As well as considering the original works, I was also intrigued as to how a set of prints could be made using some of the pieces from the second half of the book, which is titled The Reverse Is Also True. This section features all the artworks subjected to various negative treatments and printed using the four-colour process over a fifth base printing of metallic silver ink. I chose to explore this five-colour process because I was intrigued to see how the unpredictability of this process would affect and work with the overprinted full-colour images. It also mirrored how my work evolves out of experiments with prepared chance, combining chemicals, solutions, man-made and organic materials. The results from such experimentation are always unpredictable, and while there are the occasional disappointments and failures, for the most part, they are surprising and often revelatory. Working in this way ensures that control is surrendered to the unpredictable nature of the materials, thereby avoiding the known and removing any ego from the work.

Having started life as mixed media works, they were photographed, then converted into the digital, after which they became the source of potential new works in their own right, works that could only have been achieved in the computer, the ultimate collage tool.

:: Task set ::
1. From the printmaking passage above, list the materials that the writer's experiments with prepared chance combine.
2. Please continue the printmaking passage above, starting right after its final sentence.

:: Material ::
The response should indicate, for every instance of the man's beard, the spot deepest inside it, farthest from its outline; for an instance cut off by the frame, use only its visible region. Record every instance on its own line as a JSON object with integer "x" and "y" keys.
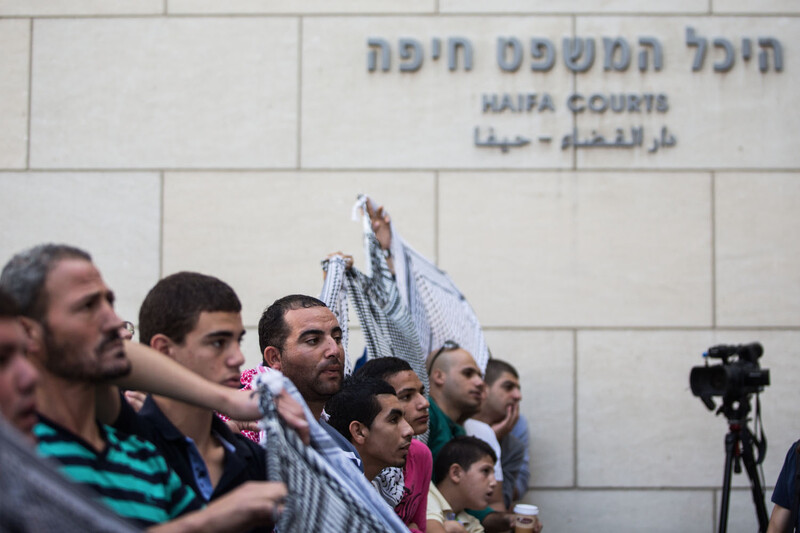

:: Results of the exercise ::
1. chemicals, solutions, man-made materials, organic materials

2.
I’ve chosen a few of my favourites, which, instead of using the five-colour lithographic printing process as used in the production of the Cargo In The Blood book, are to be printed using the digital eight-colour process, onto a very beautiful iridescent PhotoRag Metallic paper produced by Hahnemuhle, the paper manufacturer whose paper is used for all of the Limited Edition Prints.

Unfortunately, it’s impossible to emulate metallic inks on a computer so it’s impossible to show what the finished prints actually look like. You’ll just have to take it on trust that they look wonderful; if they didn’t, they wouldn’t be being offered for sale.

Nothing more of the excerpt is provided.